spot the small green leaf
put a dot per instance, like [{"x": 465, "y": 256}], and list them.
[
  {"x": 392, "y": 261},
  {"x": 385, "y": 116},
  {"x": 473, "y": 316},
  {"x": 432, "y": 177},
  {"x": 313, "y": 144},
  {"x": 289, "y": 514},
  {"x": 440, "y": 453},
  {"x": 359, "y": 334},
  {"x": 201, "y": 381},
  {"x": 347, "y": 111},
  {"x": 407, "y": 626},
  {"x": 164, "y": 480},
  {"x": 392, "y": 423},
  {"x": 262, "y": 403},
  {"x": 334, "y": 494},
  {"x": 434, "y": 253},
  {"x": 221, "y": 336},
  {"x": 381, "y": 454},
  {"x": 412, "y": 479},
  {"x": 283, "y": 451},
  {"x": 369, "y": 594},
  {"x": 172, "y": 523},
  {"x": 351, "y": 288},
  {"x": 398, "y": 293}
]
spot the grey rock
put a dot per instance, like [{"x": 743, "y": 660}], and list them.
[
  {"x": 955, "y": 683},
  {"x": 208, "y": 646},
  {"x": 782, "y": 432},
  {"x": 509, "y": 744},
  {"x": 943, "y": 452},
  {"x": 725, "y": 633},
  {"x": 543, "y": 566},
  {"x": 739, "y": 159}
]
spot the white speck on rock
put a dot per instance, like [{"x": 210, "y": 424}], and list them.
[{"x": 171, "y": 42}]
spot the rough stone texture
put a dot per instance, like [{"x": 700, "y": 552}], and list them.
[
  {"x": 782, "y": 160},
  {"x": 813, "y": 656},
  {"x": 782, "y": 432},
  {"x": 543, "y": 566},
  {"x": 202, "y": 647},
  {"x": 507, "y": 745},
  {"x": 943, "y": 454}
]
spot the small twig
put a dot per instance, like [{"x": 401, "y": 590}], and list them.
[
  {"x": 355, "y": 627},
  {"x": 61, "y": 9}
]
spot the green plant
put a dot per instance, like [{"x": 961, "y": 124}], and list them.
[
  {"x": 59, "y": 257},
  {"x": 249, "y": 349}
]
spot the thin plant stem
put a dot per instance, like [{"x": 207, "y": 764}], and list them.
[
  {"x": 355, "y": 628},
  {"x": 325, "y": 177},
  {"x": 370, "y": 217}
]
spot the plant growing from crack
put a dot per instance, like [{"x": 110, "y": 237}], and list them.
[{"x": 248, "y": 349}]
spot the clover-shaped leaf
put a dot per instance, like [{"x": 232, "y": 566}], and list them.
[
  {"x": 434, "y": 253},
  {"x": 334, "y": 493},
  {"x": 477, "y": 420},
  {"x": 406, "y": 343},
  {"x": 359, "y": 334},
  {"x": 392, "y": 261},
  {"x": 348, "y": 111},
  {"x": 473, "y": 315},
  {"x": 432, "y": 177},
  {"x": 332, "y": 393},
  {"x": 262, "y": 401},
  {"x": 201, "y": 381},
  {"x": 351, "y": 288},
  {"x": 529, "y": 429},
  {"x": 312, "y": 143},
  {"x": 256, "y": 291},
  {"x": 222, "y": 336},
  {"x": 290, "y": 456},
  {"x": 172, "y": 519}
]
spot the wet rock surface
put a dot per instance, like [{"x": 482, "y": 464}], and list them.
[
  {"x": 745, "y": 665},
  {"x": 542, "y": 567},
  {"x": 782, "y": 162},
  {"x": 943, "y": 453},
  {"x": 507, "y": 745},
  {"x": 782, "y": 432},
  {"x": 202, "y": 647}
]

§ §

Directive: Return the part of the rows that opens with the line containing "spot the plant growing from crack" and runs through the end of the rows, copying those lines exactly.

Result for this task:
spot the plant growing from crack
put a dot per instance, like [{"x": 110, "y": 237}], and list them.
[{"x": 248, "y": 349}]
spot the clover-shaped leaf
put a dot per instance, like [{"x": 232, "y": 566}], and list them.
[
  {"x": 434, "y": 253},
  {"x": 334, "y": 493},
  {"x": 477, "y": 420},
  {"x": 406, "y": 343},
  {"x": 359, "y": 334},
  {"x": 392, "y": 261},
  {"x": 348, "y": 111},
  {"x": 473, "y": 315},
  {"x": 432, "y": 177},
  {"x": 332, "y": 393},
  {"x": 262, "y": 401},
  {"x": 201, "y": 381},
  {"x": 351, "y": 288},
  {"x": 529, "y": 429},
  {"x": 312, "y": 143},
  {"x": 256, "y": 291},
  {"x": 222, "y": 336},
  {"x": 290, "y": 456},
  {"x": 172, "y": 519}
]
spot the wet rock surface
put a dot per instance, like [{"x": 482, "y": 464}], and list them.
[
  {"x": 745, "y": 665},
  {"x": 542, "y": 567},
  {"x": 782, "y": 162},
  {"x": 943, "y": 453},
  {"x": 507, "y": 745},
  {"x": 782, "y": 432},
  {"x": 202, "y": 647}
]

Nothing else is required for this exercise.